>> start SUPPLIED MATERIAL
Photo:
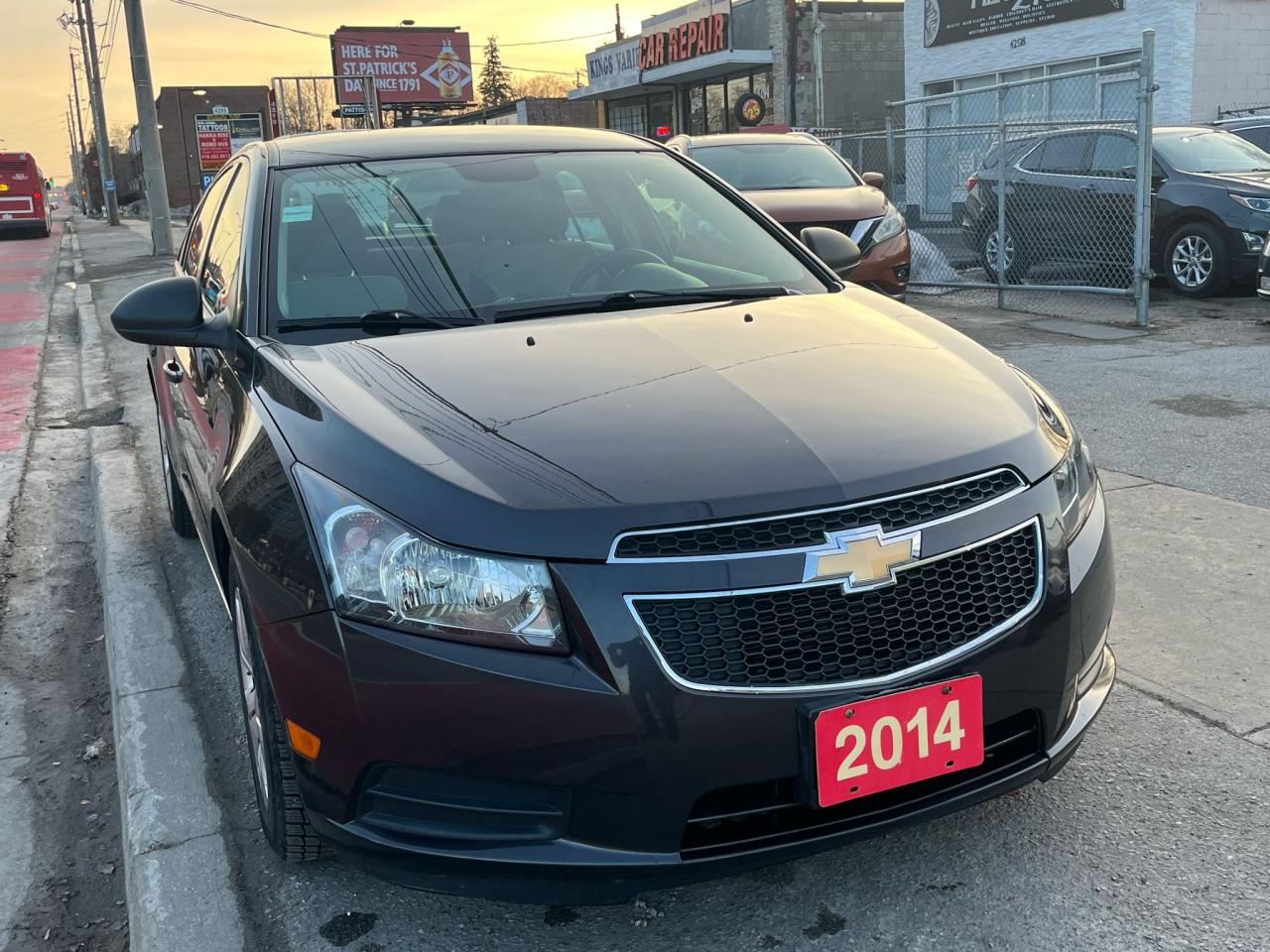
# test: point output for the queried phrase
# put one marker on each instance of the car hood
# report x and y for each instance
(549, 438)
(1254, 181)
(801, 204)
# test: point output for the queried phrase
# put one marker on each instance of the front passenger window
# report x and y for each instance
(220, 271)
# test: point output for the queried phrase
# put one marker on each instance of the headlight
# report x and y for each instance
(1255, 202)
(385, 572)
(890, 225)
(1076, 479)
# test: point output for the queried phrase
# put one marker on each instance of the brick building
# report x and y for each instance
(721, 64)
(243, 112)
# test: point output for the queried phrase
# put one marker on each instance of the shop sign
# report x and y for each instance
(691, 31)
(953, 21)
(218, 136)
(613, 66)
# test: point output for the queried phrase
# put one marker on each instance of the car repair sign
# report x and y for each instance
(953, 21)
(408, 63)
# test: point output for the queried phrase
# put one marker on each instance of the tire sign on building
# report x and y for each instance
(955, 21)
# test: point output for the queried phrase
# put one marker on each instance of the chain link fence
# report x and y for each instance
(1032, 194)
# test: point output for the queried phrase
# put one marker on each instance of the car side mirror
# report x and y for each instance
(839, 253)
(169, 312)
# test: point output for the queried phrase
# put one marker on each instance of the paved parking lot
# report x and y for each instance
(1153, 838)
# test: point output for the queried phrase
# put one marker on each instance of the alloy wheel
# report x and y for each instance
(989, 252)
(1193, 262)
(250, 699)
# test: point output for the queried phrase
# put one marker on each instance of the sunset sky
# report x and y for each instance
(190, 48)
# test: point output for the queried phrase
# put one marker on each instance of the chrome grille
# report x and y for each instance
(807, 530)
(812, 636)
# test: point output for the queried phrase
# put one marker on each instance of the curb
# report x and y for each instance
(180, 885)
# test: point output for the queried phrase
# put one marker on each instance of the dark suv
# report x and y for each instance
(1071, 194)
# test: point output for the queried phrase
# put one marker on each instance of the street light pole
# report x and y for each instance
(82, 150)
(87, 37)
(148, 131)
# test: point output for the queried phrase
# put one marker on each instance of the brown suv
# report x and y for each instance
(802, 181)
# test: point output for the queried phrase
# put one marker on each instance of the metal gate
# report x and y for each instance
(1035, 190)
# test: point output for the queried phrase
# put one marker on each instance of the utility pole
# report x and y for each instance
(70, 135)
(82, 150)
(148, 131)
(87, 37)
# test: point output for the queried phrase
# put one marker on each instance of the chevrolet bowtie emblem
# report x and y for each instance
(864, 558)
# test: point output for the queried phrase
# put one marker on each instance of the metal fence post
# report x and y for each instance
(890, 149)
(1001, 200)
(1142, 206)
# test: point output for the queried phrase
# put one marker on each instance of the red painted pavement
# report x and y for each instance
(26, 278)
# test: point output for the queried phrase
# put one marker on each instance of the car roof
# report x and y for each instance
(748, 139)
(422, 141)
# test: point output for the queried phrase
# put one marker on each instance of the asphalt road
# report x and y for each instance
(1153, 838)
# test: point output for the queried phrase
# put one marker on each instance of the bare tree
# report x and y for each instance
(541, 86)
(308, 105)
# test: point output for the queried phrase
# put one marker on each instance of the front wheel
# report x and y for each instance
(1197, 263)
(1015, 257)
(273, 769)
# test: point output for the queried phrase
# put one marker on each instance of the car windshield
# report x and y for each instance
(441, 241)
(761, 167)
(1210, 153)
>> end SUPPLIED MATERIAL
**TASK PROMPT**
The data above should be repeated exactly, minus any pictures.

**RESPONSE TO THIS EXERCISE**
Photo:
# test: point output for the queried phrase
# put one marker on each instance of the car hood
# report x and y for each instance
(549, 438)
(1254, 181)
(801, 204)
# test: point output for the queried phrase
# put one marker on each instance of the front passenger window
# report x and y for each instance
(220, 271)
# test: point output for the queried phrase
# put one marker on each instance of the headlight
# report x and y for each instance
(1255, 202)
(385, 572)
(890, 225)
(1076, 479)
# test: point output for the queried phrase
# put one marker on each instance of the brick building
# report x and y for each instance
(721, 64)
(243, 112)
# test: point output for the queried phrase
# put one marker on each instance of the shop sign
# report x and y for each instance
(691, 31)
(953, 21)
(218, 136)
(613, 66)
# test: point output for the queried phrase
# put one marker on each instance of the car repair sign
# report x and y for each instance
(953, 21)
(408, 63)
# test: point output for the queried phrase
# put one marker on each instance of the tire sign on building
# report x and y for each instance
(955, 21)
# test: point output for the queried phrase
# put one marker on each instance of the chain link fence
# report x and y for each instance
(1032, 194)
# test: point output for the queried phrase
# put one marker on each instance of the car side mirror
# report x and y for each instance
(839, 253)
(169, 312)
# test: point output for the queried phrase
# put one marker on each instance of the paved parking lot
# report x and y for each instance
(1153, 838)
# test: point output for the queried phrase
# put one marker on each instance of the alloy wheel
# report x and y for each instance
(989, 252)
(1193, 262)
(250, 699)
# test: point output for the queried phrase
# put one marker on each instance of the sunset sky
# report x and y for each instance
(190, 48)
# test: point output for the queried phrase
# put one marker on each instance of the chrome grille
# report x and y for each instance
(807, 530)
(812, 636)
# test: point output for the queried phrase
# put one marker on each instance of the curb
# report x and y for each instance
(180, 885)
# test: point output for the queried phrase
# put one marker on each instance of the dark suv
# report x and y for each instance
(1071, 194)
# test: point output for the queried phrase
# put one marker on each instance of the street light pole
# report x and y for each instance
(82, 150)
(87, 37)
(148, 131)
# test: point output for the queried phrase
# put one marker on each instance of the brown suv
# report x and y for each instance
(802, 181)
# test: point output for the queried phrase
# put one marker on each instance of the metal gate
# report x and y for each instance
(1035, 190)
# test: point output for the queried phrase
# put one marker on each instance of the utility pole
# report x and y for each instance
(70, 135)
(82, 150)
(148, 131)
(87, 37)
# test: point output for the queried phrase
# put one marker on each instance of the chevrolet bowtie emblem
# report x and y for each instance
(864, 558)
# test: point output for the queried phrase
# put one marker on each instance of the metal fence post
# report x and y for each instance
(890, 149)
(1001, 200)
(1142, 206)
# test: point output for the queried phrase
# put one marker on each instance of the red painted pavement
# report x and y for each instance
(26, 278)
# test: point output for the queried phrase
# put one marker on each instance of the car roof
# report x and y for each instance
(748, 139)
(422, 141)
# test: point output for the queried phrase
# put one marker on each instance of the asphalt road
# report x and y for each instance
(1153, 838)
# test: point output for the queried phrase
# put one marker on each instance of the bare tree
# report x and y for each instance
(541, 86)
(308, 105)
# test: point output for the queried phrase
# put one marker on each instance of the front wheel
# report x and y for each instance
(1197, 263)
(1015, 257)
(273, 769)
# test: point output for the queried phrase
# put one marker on each instance of the car windshield
# report x and y for each instance
(441, 241)
(761, 167)
(1210, 153)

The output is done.